Stored records:
------------------------------------

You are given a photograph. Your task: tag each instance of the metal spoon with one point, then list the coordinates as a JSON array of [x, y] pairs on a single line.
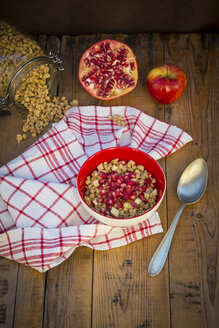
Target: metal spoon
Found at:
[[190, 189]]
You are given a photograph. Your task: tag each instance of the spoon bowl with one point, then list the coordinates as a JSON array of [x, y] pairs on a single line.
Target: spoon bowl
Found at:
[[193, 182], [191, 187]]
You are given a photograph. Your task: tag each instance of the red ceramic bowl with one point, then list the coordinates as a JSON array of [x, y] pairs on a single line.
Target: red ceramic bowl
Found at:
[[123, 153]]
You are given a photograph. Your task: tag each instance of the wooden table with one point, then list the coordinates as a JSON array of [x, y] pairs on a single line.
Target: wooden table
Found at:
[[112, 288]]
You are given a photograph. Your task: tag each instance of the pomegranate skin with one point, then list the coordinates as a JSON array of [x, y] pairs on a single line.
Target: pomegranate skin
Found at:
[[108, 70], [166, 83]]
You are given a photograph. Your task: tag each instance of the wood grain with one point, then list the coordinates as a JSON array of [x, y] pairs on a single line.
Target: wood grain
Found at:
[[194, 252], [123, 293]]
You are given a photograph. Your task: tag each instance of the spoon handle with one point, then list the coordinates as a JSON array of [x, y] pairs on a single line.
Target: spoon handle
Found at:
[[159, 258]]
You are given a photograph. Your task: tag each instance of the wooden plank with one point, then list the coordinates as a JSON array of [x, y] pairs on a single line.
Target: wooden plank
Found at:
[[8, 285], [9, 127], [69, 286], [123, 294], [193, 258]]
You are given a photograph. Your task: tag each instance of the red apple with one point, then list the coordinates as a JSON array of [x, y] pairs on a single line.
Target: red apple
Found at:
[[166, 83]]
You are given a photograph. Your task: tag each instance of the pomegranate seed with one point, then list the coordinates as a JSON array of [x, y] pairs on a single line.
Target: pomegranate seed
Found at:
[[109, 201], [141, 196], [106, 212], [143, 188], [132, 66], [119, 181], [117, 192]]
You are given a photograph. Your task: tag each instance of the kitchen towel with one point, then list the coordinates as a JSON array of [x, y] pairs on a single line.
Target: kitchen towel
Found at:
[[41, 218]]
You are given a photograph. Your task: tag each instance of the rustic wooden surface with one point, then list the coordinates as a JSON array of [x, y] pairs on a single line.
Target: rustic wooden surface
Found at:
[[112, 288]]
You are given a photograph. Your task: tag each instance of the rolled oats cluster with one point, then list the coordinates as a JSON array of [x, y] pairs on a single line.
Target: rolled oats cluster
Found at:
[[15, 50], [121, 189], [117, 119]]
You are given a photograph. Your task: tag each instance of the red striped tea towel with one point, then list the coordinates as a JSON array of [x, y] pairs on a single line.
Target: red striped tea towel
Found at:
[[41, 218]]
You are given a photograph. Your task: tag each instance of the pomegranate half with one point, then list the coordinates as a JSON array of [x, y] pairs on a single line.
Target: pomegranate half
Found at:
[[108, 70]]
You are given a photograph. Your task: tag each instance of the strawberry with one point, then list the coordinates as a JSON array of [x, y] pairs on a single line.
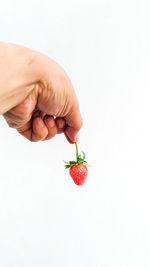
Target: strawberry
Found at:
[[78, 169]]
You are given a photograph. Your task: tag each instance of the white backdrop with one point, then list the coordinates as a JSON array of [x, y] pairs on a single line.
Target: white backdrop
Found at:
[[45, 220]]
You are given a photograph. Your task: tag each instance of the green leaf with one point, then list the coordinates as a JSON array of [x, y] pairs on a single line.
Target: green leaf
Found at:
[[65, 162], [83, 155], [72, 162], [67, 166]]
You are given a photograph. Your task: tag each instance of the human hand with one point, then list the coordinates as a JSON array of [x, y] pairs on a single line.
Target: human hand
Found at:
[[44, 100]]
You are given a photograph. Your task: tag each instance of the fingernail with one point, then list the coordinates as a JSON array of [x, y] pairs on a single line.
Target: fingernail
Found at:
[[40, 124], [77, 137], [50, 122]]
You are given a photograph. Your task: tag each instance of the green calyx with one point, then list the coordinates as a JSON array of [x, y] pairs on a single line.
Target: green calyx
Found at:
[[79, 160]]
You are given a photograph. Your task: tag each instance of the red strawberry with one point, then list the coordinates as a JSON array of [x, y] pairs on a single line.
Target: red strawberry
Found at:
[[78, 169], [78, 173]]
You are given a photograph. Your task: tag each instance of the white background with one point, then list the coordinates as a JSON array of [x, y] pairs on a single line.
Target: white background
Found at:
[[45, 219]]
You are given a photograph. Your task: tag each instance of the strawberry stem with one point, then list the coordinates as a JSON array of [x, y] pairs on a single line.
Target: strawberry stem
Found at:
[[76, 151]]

------------------------------------

PROBLEM TO WORK ON: Write the data above out again exactly, minus its pictures.

EXPECTED ANSWER:
You are given a photograph. Your task: tag each instance of the metal spoon with one point, then list the coordinates as a JSON array of [x, y] pairs on a single line.
Target: metal spoon
Found at:
[[190, 189]]
You are given a photograph. Your task: tag each instance of the spoon bowl with one point, then list the coordinates as a JSON array of [x, y] pairs on a single line.
Target: spoon bowl
Found at:
[[193, 182], [191, 187]]
You are given a photograph. Your task: tag each instance of the red ceramic bowl with one point, then list the coordinates as a JSON array of [x, y] pairs on a single line.
Target: red ceramic bowl
Found at:
[[123, 153]]
You are given a photograph. Your task: tag each instance of the wooden table with one point, then list the coordinates as a JSON array of [x, y] pairs on a single line.
Target: wooden table
Found at:
[[112, 288]]
You are given a photograph. Your task: tag each instance of the pomegranate skin with one point, then list the coordinates as a JSON array of [x, y] pairs on a single line.
Target: pomegranate skin
Found at:
[[108, 70], [166, 83]]
You are given a photograph. Your task: tag each instance of the wood grain with one point, then list the coordinates as a JSON array of [x, y] pairs on a single line.
Target: wood grain
Found at:
[[194, 252], [123, 293]]
You are given a photograph. Your task: tag each instance of the spoon handle with one point, then list the coordinates as a JSON array of [x, y] pairs on a single line.
Target: spoon handle
Found at:
[[159, 258]]
You are given a photograph. Your task: tag each instance of the wooden plank with one point, then list the coordinates as a JSON array of [x, y] pairs on a single line.
Target: wooden plank
Found at:
[[8, 285], [9, 127], [69, 286], [123, 294], [193, 258]]
You are given a photograph. Your task: tag each instance of the red apple with one point, then list the coordinates as a JSON array of [x, y] pairs on a single line.
Target: red apple
Found at:
[[166, 83]]
You are given a photograph. Your task: tag each instance of the pomegranate seed with one point, then list the coordinates as a JSON array of [x, y] pairs on a single line.
Target: pomegranate seed
Found at:
[[109, 201], [141, 196], [106, 212], [143, 188], [132, 66], [119, 181], [117, 192]]
You are given a photograph. Your task: tag each instance of the kitchen towel with one point, then list the coordinates as a JSON array of [x, y] pairs on a single line.
Target: kitchen towel
Found at:
[[41, 218]]
You are given a photograph. Your task: tag each instance of the rustic wooden surface with one point, then list the coordinates as a JSON array of [x, y] pairs on a single line.
Target: rustic wooden surface
Found at:
[[112, 288]]
You are given a photograph. Your task: tag each instance of the rolled oats cluster with one point, then list the coordinates as a JSON array of [x, y] pairs on a single line.
Target: rolled oats cluster
Found at:
[[15, 50], [121, 189], [117, 119]]
You are given a photograph. Your task: tag each instance of the red striped tea towel with one point, then list the coordinates as a JSON array of [x, y] pairs on a single line.
Target: red striped tea towel
Found at:
[[41, 218]]
You are given a photograph. Your task: tag each instance of the pomegranate half with one point, then list the coordinates as a JSON array of [x, y] pairs on a single line.
Target: pomegranate half
Found at:
[[108, 70]]
You are given a photograph. Your task: tag each instance of the strawberry with one point, then list the coordinates as a JSON array of [x, y] pairs on a single line.
Target: strawberry
Found at:
[[78, 169]]
You are given a photograph. Your task: tag each instance of the white backdrop with one point, then list the coordinates as a JSON array of [x, y] pairs on a single line.
Target: white backdrop
Found at:
[[45, 220]]
You are given a photograph. Your task: tag each instance of the green leaf with one point, then list the coordinates as a JSON array of [x, y] pairs on a single line.
Target: green leaf
Found at:
[[65, 162], [83, 155], [72, 162], [67, 166]]
You are given a photograph. Your task: tag each instance of the human hand with one point, then list the coordinates as a JSON array of [x, y] pairs on a single line.
Target: human hand
Found at:
[[44, 100]]
You are given a photograph. Your task: tag each instance of the fingernail with one point, then list the coordinates as a JSON array of [x, y] pairs on a single line.
Target: fingernail
Found at:
[[40, 124], [77, 137], [50, 122]]
You are given a photograph. Your task: tag each instance of the green calyx with one point, then list the coordinates as a JSON array of [x, y] pairs on a single line.
Target: green calyx
Found at:
[[79, 160]]
You are given a photograph. Your task: tag each instance of the red strawberry with one point, then list the coordinates as a JSON array of [x, y] pairs on a single line.
Target: red strawberry
Found at:
[[78, 169], [78, 173]]
You are given a photograph. Your task: tag each instance of the white background with one point, then list the coordinates as a JSON array of [x, y] pairs on a single line.
Target: white background
Found at:
[[45, 219]]
You are given a photograph. Your task: tag each instance of the strawberry stem with one point, then list the coordinates as a JSON array of [x, y] pairs on a single line.
Target: strawberry stem
Found at:
[[76, 151]]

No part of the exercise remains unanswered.